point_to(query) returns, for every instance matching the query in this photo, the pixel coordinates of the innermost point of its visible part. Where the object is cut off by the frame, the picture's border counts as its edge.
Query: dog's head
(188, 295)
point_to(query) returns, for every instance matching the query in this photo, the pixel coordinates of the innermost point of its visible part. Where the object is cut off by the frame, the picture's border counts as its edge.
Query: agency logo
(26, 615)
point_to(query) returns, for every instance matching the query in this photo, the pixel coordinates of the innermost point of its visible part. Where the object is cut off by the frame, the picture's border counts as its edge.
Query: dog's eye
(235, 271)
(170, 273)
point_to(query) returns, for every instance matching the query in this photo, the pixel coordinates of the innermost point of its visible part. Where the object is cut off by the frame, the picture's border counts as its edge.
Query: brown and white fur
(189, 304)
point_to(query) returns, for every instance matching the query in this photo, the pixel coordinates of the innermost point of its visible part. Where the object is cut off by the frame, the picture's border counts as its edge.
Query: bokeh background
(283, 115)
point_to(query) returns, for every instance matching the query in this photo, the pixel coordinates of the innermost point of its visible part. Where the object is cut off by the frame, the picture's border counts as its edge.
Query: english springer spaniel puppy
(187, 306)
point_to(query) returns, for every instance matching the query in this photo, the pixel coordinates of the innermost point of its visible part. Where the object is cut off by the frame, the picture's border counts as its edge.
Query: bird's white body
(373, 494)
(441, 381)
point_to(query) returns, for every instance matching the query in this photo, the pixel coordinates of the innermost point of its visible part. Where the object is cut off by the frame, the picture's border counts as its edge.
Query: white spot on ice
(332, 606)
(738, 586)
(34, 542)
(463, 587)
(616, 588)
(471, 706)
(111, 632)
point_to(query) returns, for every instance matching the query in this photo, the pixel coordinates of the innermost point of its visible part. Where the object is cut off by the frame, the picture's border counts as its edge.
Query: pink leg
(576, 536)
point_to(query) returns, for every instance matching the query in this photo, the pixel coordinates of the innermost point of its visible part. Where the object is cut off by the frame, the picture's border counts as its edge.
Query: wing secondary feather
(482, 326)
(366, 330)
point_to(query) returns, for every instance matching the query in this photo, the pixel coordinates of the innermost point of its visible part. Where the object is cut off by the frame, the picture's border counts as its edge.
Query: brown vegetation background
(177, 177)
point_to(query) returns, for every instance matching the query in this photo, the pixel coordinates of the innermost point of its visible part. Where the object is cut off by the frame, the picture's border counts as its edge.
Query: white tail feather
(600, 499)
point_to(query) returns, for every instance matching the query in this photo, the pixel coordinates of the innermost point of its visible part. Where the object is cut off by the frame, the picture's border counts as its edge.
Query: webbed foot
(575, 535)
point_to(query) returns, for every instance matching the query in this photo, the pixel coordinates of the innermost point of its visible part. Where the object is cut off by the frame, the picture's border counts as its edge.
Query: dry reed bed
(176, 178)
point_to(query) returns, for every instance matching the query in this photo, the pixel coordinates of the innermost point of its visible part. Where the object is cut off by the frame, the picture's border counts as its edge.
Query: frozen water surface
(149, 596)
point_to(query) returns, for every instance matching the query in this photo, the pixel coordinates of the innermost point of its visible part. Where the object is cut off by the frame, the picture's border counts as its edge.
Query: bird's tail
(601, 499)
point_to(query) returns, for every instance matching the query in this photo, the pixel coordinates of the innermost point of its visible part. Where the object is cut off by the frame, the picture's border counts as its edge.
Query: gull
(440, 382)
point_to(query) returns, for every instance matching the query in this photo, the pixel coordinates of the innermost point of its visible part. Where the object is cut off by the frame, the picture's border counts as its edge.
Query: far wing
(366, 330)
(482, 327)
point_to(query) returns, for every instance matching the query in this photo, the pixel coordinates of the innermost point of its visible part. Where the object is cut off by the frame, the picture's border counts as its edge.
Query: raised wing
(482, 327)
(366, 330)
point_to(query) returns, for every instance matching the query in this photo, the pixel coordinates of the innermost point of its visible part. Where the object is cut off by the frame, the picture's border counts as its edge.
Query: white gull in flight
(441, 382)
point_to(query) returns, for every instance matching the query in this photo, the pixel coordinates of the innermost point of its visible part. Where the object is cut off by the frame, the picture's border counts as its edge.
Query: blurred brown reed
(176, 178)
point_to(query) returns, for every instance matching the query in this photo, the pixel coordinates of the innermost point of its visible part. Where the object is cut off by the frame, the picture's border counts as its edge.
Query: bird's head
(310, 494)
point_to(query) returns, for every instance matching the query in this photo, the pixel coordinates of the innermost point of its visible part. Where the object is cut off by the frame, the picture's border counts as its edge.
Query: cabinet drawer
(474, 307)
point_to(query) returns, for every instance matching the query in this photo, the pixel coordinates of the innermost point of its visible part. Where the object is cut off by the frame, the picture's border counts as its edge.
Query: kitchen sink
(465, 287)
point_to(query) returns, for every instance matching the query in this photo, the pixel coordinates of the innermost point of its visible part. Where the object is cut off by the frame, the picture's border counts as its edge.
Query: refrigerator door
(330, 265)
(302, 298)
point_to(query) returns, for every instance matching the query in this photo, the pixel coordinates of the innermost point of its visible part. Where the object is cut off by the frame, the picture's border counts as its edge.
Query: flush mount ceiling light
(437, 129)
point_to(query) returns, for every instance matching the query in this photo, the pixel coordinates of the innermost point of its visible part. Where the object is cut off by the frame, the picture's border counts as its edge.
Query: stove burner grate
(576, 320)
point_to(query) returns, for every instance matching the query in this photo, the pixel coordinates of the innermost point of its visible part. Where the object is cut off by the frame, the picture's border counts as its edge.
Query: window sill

- _Problem_: Copy all of the material word for word.

- _Output for this task_:
point_to(query) returns, for every instance matching the query in this photo, the pixel coordinates of the innermost point of its visible part. Where the object is cut off by the frame, the picture's border counts as its edge.
Query: dog's head
(188, 295)
point_to(query) returns, for every instance matching the query in this photo, the pixel coordinates of the innermost point of its visible part. Where the object is cut off by the frame, the picture's border counts as its edge.
Query: agency logo
(26, 615)
point_to(query) returns, for every instance matching the query in this photo, the pixel coordinates of the innermost point of its visible part. Where the object is cut off by the frame, the picture's border counts as its edge.
Query: dog's eye
(235, 271)
(170, 273)
point_to(query) returns, for every instance matching the query in this photo, the pixel coordinates of the innermost point of its visible part. Where the object is cut off by the frame, the picture's border counts as its edge.
Query: brown and white fur
(189, 304)
point_to(query) returns, for every instance matching the query in this photo, the pixel coordinates of the innermost point of its visible part. Where the object is cut off by the frame, the picture's border counts as its edge.
Query: bokeh background
(283, 115)
point_to(query) returns, for every instance matching the query in this photo, the pixel coordinates of the innermost point of its visible part. Where the object is cut off by the frame, the picture's border counts as its edge.
Query: english springer spaniel puppy
(187, 306)
point_to(query) returns, for every instance matching the query in this photo, the pixel coordinates of the innermost point of its visible part. Where the object is cut off by the frame, the picture's border counts as its edge.
Query: bird's white body
(373, 494)
(441, 381)
point_to(query) returns, for every instance matching the query in this photo, the pixel coordinates of the innermost point of its visible part. Where the object is cut off by the frame, the picture's border counts as its edge.
Query: white spot on ice
(332, 606)
(738, 586)
(34, 542)
(463, 587)
(616, 588)
(471, 706)
(111, 632)
point_to(query) returns, for every instance matching the query in this photo, the pixel coordinates of the innermost point of its visible part. Where the object is cut off by the frame, the picture's border counts as its edge.
Query: pink leg
(576, 536)
point_to(query) returns, for every instance matching the query in this photo, the pixel coordinates of the innermost point of its visible part. Where the object is cut off by the frame, the picture's border counts as its edge.
Query: wing secondary feather
(482, 326)
(366, 330)
point_to(query) returns, for every instance matching the query in this photo, the pixel coordinates of the innermost point of its visible part. Where the object is cut off by the frame, the picture's border counts as its edge.
Query: brown vegetation background
(177, 177)
point_to(query) returns, for every instance matching the query in this photo, the pixel coordinates of the innermost point of its visible part. Where the object is cut off by the frame, the picture's border counts as its edge.
Query: white tail feather
(600, 499)
point_to(query) returns, for every instance matching the query in this photo, the pixel coordinates of the innermost point of its visible part. Where the object is cut off by the frame, the picture's border counts as its edge.
Query: webbed foot
(575, 535)
point_to(query) returns, for every instance matching the query in this photo, the pixel coordinates of the innermost point of its visible part. Where the object is cut off by the frame, the picture's border counts as its edge.
Query: dry reed bed
(176, 178)
point_to(query) returns, for every instance matching the query in this photo, the pixel coordinates of the innermost point of its visible part. Where the object is cut off by the frame, the picture's border counts as its edge.
Query: frozen water surface
(149, 596)
point_to(query) returns, for every instance matching the query in this photo, the pixel coordinates of the innermost point of its visible part. Where the object is cut off by the frame, the picture's border counts as its edge.
Query: bird's tail
(601, 499)
point_to(query) returns, for every instance matching the query in this photo, the pixel coordinates of the innermost point of its visible part. Where the object is cut off by the frame, the picture's border counts as its edge.
Query: gull
(440, 382)
point_to(query) returns, for every instance matching the query in this photo, the pixel coordinates of the innermost point of its visible part. Where the object is cut off by the frame, the picture's border counts as its edge.
Query: far wing
(366, 330)
(482, 327)
point_to(query) returns, for every instance matching the query in this photo, the pixel coordinates of the innermost point of its visible part. Where the object is cut off by the frame, the picture's border counts as its edge.
Query: raised wing
(482, 327)
(366, 330)
point_to(query) returns, for every instance matching the query in this photo, the pixel coordinates of the innermost point of its visible part. Where the object is cut off by the frame, the picture's border counts as its edge.
Query: white gull in flight
(441, 382)
point_to(query) returns, for every instance matching the query in this photo, the pixel coordinates of the innermost point of its visible part. Where the object is cut off by the frame, the picture's border counts as its edge.
Query: blurred brown reed
(176, 178)
point_to(query) returns, for every instance matching the query in this photo, the pixel coordinates of the innermost point of its visible part. Where the object is cut off by the frame, the picture's border counts as its edge.
Query: bird's head
(310, 494)
point_to(query) returns, for every instance matching the query in this photo, the pixel coordinates of the innermost point of its visible part. Where the object is cut off by the frame, the picture's border counts as its edge.
Query: cabinet drawer
(474, 307)
point_to(query) returns, for every instance matching the query in this photo, the pixel coordinates of the innermost point of its visible part. Where the object is cut off by the frame, the picture's border counts as its edge.
Query: kitchen sink
(465, 287)
point_to(query) returns, for every instance matching the query in this photo, the pixel coordinates of the innermost point of its visible part. Where the object is cut off by the frame, the picture's border counts as its edge.
Query: refrigerator door
(330, 265)
(302, 298)
point_to(query) returns, for every instance matching the query in this photo, the pixel coordinates of the innermost point of its visible part. Where the object is cut off by the frame, the picture's border counts as its edge.
Query: flush mount ceiling light
(437, 129)
point_to(query) returns, for every instance matching the query in this photo, the pixel coordinates of the innermost point of its visible part. Where the object is cut off by the frame, the picture's border counts as its edge.
Query: stove burner grate
(576, 320)
point_to(query) returns, for every instance matching the query in this photo, the pixel coordinates of the innermost point of its visible part. Where the object is cut off by the frame, the picture's border counts as its edge.
Query: window sill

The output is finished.